*PAGE TEXT*.

----------------

‘Misinformation’ over recovery program feeds concerns at YMCA
While touted as meeting a community need, and the first partnership of its kind in the country, the YMCA’s program dealing with substance abuse recovery has troubled some members of the Kent County Y – to the point where they have dropped their membership.
In partnership with the Providence Center, an Anchor Recovery Community Center was opened at a house that the Y owns on Centerville Road. The house had been used for administrative offices until renovations and an expansion of its building were completed.
Under the program, when a “Y navigator” determines those individuals undergoing recovery are ready, they can become members of the Y and gain access to the range of health and fitness programs available. According to Paula Jacobson, director of the Kent Y, five or six from the Anchor program undergo counseling in a session. About 25 are enrolled in the program. Anchor’s primary center, which opened in 2010, is in Pawtucket. The Centerville Road house is listed as Anchor II.
James Berson, president and CEO of the YMCA of Greater Providence, described Anchor II yesterday as a “pilot program” and a “model” that is “very different” from the Anchor I program in Pawtucket.
“We want to see how it works for people in Warwick and surrounding communities,” he said.
However, the melding of the two programs, which some members say they had no knowledge of, flared last week after Anchor posted a picture on its website showing some in the program seated in the Champlin building on the Y campus. Behind them were paintings and drawings done by the children of Y members.
“This is like our sacred place to go,” Tina Fontaine said of the Champlin building that houses the Y’s Wise Owl programs for kids.
The mother of children in the program, Fontaine said, “I don’t know why the Y should think this is a good partnership when they have so much going on with kids and family.”
The picture has since been removed from the website.
Questions as to whether convicted felons were enrolled in the Anchor program and an incident where one of the program attendees was asked to leave the Y premises fueled fears that child safety could be compromised. Rumors circulated. In response, the Y conducted a series of general membership meetings last week to address concerns and outline the program.
“There was a lot of misinformation,” said Jacobson.
She said a member of the program was asked to leave, after he continually used abusive language. She said that background checks are performed for the program. She also said no pictures of Y children have been posted on the Providence Center website and people in the program are not living in the Centerville Road house.
“No one is saying we don’t want to support those who are recovering,” said member Ryan O’Grady. However, he said the Y could have done a better job of informing its members.
He said he had heard the Y was running a halfway house and giving tenants access to Y facilities. “And they expect us to just send our children there and just trust them?”
Jacobson said members were informed of the program through the Y’s “constant contact” digital newsletter on Feb. 14. There were also news releases about the program and an “open house” to talk about the Y’s collaboration with the Providence Center.
She said the Y’s role is to meet the physical fitness needs of program participants. She said clinical support is provided through a recovery coach.
She said the Y aims to maintain an environment that is “as safe and secure as we can.”
Nonetheless, some members were so troubled that they dropped their membership. Jacobson said two or three families have left.
According to the Anchor website:
“The Anchor is also engaged in community building and supporting development of a culture of recovery in Rhode Island … Our culture of recovery is based on abstinence, and the fact that people can live happy, healthy and fulfilling lives without using drugs or alcohol. Our community center has become the hub of a community of recovery in Rhode Island.
“Our emphasis isn’t just on community building, but strengthening the bonds between family members that have been weakened by years of drug and alcohol use. All of our events are family-friendly, and most feature several children’s activities.”

----------------

*INFORMATION PROVIDED*.
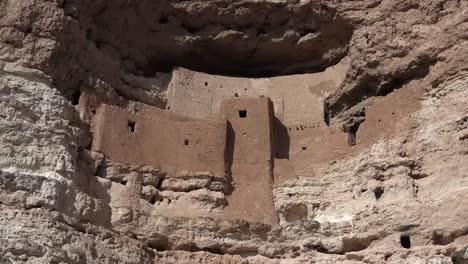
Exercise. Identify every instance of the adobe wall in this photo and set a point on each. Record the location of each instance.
(250, 142)
(297, 98)
(174, 144)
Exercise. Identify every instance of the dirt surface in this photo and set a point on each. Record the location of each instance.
(360, 157)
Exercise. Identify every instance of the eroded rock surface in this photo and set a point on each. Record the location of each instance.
(366, 151)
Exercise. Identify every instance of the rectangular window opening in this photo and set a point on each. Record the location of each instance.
(242, 113)
(131, 126)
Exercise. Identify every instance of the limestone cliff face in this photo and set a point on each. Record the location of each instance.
(370, 115)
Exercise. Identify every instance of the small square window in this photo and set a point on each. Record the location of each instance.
(242, 113)
(131, 126)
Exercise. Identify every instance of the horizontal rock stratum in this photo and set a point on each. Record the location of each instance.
(266, 131)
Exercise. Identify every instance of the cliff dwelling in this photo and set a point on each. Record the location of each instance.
(234, 131)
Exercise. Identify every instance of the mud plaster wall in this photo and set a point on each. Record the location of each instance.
(303, 140)
(176, 145)
(250, 140)
(297, 99)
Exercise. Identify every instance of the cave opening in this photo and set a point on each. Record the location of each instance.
(405, 241)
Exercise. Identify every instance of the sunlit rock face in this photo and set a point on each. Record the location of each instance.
(233, 131)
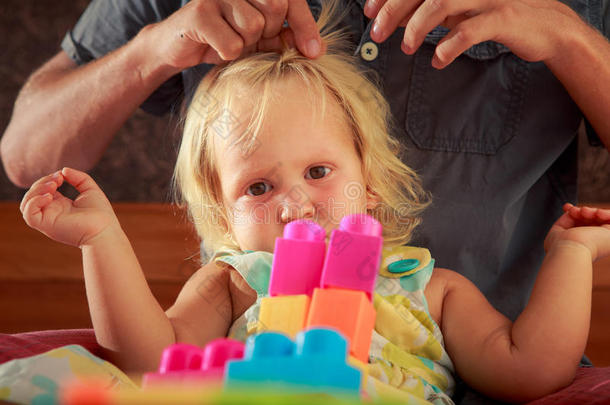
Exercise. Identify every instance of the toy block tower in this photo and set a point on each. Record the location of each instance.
(348, 281)
(314, 362)
(295, 273)
(186, 364)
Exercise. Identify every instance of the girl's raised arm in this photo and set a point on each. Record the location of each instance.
(539, 353)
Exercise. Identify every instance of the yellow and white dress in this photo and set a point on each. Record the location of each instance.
(407, 358)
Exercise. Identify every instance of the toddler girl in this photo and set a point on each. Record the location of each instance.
(270, 138)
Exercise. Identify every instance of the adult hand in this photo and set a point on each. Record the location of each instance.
(212, 31)
(532, 29)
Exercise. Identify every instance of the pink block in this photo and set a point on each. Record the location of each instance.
(297, 259)
(183, 363)
(354, 254)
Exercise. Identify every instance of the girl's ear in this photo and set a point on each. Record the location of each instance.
(372, 199)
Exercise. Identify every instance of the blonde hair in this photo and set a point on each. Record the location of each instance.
(196, 181)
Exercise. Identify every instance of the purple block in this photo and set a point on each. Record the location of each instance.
(354, 254)
(297, 259)
(183, 363)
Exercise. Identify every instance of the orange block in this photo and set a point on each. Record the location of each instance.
(283, 313)
(348, 311)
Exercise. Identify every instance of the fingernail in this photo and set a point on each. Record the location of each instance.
(313, 48)
(376, 31)
(368, 8)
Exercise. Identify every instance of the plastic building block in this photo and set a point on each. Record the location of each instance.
(285, 314)
(297, 259)
(354, 254)
(360, 365)
(348, 311)
(315, 362)
(182, 363)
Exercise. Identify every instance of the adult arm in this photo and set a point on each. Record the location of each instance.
(535, 30)
(66, 115)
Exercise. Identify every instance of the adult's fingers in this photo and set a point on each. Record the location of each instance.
(306, 33)
(245, 19)
(432, 13)
(466, 34)
(219, 34)
(274, 13)
(276, 44)
(390, 16)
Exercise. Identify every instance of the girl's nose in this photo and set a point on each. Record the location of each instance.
(291, 209)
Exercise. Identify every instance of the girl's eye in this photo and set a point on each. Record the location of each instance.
(317, 172)
(259, 188)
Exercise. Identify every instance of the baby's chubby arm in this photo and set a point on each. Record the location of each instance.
(538, 353)
(208, 304)
(128, 321)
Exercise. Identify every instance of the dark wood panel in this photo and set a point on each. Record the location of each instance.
(166, 245)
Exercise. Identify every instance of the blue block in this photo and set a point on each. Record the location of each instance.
(315, 361)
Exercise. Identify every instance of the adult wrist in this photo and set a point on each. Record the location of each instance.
(569, 48)
(149, 63)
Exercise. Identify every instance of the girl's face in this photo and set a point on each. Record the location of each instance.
(304, 165)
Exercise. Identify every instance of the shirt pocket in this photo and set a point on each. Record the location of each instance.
(474, 105)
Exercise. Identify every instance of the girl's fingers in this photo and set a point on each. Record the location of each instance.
(32, 213)
(603, 215)
(45, 184)
(588, 213)
(80, 180)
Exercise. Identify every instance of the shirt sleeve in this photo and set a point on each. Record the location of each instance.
(109, 24)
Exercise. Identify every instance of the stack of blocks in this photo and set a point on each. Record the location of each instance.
(321, 298)
(309, 288)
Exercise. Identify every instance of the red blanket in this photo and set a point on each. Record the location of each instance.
(591, 386)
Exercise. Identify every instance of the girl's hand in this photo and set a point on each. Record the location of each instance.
(75, 223)
(585, 225)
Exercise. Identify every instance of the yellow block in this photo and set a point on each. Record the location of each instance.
(360, 365)
(286, 314)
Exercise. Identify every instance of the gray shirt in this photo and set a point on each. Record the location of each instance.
(492, 136)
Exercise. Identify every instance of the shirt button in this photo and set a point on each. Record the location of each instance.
(369, 51)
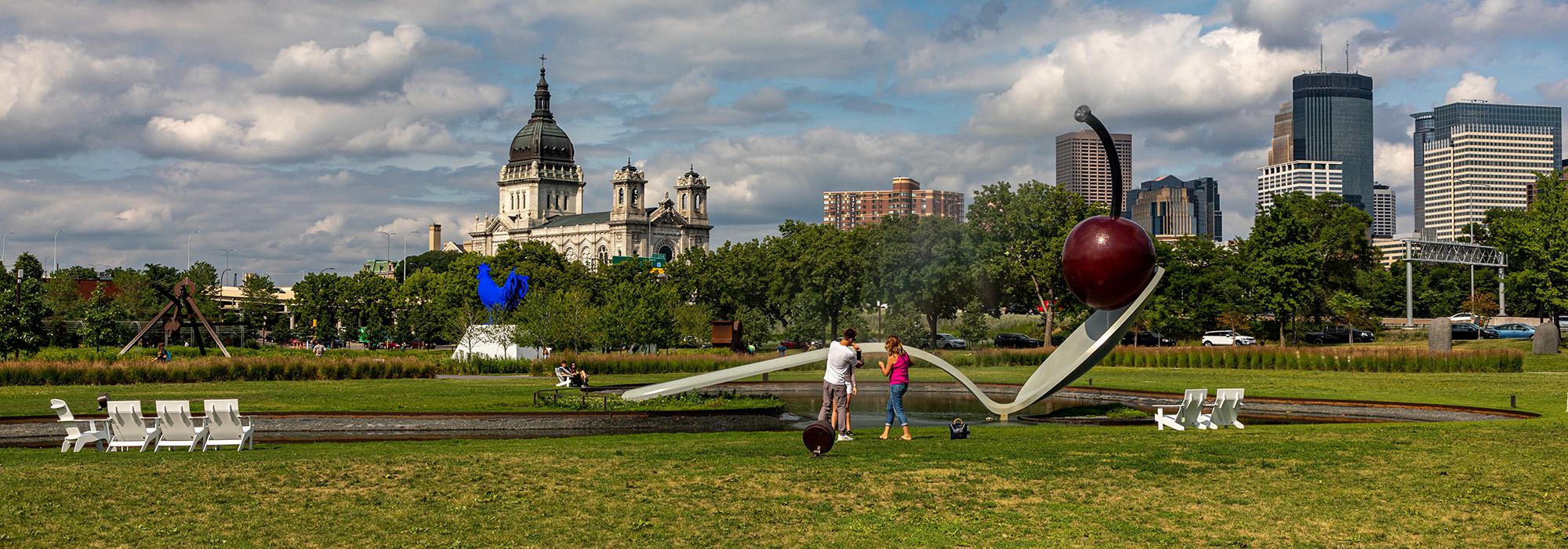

----------------

*TASK REQUIREMENTS*.
1. In the YMCA article, on what date were members told about the program through the Y's digital newsletter?
2. Decide whether each statement agrees with the YMCA article, answering yes or no and quoting the words that decide it.
(a) Before the renovations were finished, the Centerville Road house had been used for administrative offices.
(b) Jacobson said about ten families had left the Y.
(c) The picture posted by Anchor is still on its website.
3. Copy the stretch of the YMCA article from "Jacobson said members" through "families have left.".

*ANSWERS TO THE PROBLEMS*.
1. Feb. 14.

2.
(a) Yes: "The house had been used for administrative offices until renovations and an expansion of its building were completed."
(b) No: "Jacobson said two or three families have left."
(c) No: "The picture has since been removed from the website."

3.
Jacobson said members were informed of the program through the Y’s “constant contact” digital newsletter on Feb. 14. There were also news releases about the program and an “open house” to talk about the Y’s collaboration with the Providence Center.
She said the Y’s role is to meet the physical fitness needs of program participants. She said clinical support is provided through a recovery coach.
She said the Y aims to maintain an environment that is “as safe and secure as we can.”
Nonetheless, some members were so troubled that they dropped their membership. Jacobson said two or three families have left.